## What the task asks
As you look over the data below, please find each line where the word "ceiling" appears, then copy it.

## Dataset records
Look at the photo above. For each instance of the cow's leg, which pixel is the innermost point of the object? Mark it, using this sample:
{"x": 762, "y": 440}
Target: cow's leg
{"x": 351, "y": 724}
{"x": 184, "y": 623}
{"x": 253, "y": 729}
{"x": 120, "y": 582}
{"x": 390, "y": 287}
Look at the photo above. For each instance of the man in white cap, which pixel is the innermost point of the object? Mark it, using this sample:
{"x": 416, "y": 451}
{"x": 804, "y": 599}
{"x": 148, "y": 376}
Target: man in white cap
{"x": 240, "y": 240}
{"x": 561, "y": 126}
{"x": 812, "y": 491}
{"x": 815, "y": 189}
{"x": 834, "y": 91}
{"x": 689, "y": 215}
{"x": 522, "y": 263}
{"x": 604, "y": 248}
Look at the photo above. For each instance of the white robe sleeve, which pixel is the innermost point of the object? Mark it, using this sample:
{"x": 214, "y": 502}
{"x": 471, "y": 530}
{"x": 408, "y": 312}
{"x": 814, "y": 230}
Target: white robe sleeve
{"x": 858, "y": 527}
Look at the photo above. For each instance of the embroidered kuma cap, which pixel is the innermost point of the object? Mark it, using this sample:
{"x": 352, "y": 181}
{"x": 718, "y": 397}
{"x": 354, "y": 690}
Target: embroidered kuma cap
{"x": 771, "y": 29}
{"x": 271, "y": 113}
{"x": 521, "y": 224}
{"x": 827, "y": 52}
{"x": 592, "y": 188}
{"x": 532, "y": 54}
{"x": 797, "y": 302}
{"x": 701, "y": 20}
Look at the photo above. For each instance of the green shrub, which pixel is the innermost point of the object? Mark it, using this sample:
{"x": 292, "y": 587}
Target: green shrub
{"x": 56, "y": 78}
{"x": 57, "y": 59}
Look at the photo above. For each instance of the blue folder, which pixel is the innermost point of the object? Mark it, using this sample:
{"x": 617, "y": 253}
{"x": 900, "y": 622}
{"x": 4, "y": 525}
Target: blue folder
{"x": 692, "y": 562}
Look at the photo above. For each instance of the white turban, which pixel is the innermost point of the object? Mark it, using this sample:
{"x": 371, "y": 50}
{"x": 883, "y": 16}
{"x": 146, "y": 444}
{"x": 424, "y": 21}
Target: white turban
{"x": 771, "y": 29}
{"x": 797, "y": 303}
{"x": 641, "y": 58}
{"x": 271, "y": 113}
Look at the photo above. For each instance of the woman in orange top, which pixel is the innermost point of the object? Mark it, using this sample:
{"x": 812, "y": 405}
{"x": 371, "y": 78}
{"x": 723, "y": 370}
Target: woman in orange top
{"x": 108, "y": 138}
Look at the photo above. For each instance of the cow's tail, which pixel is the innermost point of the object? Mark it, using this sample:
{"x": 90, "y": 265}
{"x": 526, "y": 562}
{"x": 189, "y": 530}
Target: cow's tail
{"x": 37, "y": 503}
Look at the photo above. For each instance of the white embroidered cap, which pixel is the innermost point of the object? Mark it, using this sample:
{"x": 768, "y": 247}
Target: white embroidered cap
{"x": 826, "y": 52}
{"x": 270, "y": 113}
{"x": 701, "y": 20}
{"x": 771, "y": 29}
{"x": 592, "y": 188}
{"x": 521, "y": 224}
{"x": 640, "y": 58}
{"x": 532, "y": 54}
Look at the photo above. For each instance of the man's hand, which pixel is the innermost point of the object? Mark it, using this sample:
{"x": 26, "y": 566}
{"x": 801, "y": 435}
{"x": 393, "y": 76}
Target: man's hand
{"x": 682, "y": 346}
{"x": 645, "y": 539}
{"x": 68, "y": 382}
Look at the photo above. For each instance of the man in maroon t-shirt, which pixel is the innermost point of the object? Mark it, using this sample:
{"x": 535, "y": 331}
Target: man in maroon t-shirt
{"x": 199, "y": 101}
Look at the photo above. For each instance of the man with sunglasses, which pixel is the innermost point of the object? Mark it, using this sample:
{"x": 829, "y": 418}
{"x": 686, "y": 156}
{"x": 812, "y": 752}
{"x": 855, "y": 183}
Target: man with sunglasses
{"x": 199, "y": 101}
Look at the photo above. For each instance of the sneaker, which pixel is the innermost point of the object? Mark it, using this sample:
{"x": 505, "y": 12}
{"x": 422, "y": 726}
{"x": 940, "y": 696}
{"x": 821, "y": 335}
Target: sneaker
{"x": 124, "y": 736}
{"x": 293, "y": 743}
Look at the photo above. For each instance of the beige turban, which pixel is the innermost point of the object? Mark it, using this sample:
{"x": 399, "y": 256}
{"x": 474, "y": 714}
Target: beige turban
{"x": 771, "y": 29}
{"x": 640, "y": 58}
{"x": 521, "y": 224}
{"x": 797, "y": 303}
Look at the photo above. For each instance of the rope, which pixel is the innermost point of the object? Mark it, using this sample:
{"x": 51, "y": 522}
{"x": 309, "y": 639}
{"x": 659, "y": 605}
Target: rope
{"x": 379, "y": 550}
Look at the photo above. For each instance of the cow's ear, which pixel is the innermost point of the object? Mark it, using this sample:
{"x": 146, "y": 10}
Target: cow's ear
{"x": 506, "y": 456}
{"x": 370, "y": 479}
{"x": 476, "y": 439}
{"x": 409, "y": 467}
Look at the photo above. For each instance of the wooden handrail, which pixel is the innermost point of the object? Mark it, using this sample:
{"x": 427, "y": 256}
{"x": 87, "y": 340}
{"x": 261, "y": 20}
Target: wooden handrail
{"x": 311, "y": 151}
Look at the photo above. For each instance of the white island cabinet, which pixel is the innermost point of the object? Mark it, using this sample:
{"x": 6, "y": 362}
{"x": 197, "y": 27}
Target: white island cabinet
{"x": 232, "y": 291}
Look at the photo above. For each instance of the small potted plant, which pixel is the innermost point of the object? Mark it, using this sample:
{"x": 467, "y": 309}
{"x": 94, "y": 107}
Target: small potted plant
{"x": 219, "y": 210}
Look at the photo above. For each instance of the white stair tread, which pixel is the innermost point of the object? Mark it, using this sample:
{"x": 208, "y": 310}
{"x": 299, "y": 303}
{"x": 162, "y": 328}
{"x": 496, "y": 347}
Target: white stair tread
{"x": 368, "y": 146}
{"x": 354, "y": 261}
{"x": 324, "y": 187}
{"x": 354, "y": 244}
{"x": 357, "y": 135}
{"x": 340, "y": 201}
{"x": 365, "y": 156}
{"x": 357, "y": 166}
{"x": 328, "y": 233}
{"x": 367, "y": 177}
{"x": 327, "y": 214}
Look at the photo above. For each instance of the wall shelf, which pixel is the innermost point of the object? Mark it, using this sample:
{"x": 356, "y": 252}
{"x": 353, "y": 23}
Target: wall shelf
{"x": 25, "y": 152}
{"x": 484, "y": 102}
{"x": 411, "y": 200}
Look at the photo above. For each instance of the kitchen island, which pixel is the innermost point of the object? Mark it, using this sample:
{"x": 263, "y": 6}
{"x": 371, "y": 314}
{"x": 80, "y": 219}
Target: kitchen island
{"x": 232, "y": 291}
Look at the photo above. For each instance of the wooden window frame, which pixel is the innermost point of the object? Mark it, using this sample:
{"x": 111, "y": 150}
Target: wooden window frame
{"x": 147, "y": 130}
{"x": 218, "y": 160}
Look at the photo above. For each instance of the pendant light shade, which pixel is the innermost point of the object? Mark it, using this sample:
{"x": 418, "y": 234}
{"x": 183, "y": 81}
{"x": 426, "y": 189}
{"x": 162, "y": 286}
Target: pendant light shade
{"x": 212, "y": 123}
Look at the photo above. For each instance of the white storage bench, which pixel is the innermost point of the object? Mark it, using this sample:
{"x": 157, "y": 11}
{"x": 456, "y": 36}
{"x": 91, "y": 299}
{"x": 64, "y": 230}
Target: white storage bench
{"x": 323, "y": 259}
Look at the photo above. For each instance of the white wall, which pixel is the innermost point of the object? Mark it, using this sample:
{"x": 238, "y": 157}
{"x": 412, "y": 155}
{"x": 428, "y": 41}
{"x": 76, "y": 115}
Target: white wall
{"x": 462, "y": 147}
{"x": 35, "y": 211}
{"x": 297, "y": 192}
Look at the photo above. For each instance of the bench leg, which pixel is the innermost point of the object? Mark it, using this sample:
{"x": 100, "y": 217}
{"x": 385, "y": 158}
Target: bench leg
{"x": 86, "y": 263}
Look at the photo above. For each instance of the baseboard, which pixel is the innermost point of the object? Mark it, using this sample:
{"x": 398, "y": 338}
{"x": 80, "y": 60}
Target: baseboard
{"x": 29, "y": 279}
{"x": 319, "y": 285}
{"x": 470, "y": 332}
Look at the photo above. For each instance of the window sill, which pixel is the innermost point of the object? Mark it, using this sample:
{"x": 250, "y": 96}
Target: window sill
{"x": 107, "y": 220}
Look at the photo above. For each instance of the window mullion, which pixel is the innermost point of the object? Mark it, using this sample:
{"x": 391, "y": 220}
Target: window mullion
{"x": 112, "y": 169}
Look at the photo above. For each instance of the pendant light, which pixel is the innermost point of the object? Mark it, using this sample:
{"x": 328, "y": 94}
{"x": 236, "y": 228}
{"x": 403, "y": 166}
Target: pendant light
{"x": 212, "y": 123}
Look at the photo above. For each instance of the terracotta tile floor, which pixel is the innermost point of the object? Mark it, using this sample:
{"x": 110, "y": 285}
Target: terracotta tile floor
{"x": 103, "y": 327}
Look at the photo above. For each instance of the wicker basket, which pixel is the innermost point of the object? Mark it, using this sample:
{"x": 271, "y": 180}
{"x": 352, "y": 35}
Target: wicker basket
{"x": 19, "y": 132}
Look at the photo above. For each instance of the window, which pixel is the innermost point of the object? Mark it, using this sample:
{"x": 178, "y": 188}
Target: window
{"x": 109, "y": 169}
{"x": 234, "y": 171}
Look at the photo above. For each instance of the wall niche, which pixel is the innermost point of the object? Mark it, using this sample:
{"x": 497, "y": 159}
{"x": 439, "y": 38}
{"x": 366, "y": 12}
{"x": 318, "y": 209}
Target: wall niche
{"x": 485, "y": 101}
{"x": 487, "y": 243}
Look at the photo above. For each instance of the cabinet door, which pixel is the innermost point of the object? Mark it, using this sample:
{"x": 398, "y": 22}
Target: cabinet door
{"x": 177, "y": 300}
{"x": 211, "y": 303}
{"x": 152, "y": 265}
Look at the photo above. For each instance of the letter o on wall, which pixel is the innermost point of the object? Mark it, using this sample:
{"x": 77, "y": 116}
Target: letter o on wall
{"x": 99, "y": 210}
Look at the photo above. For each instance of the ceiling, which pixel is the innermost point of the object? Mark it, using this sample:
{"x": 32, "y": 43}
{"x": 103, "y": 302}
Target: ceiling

## Task solution
Look at the photo above. For each instance of the ceiling, which pixel is the innermost point of the object? Mark it, using this sample:
Target: ceiling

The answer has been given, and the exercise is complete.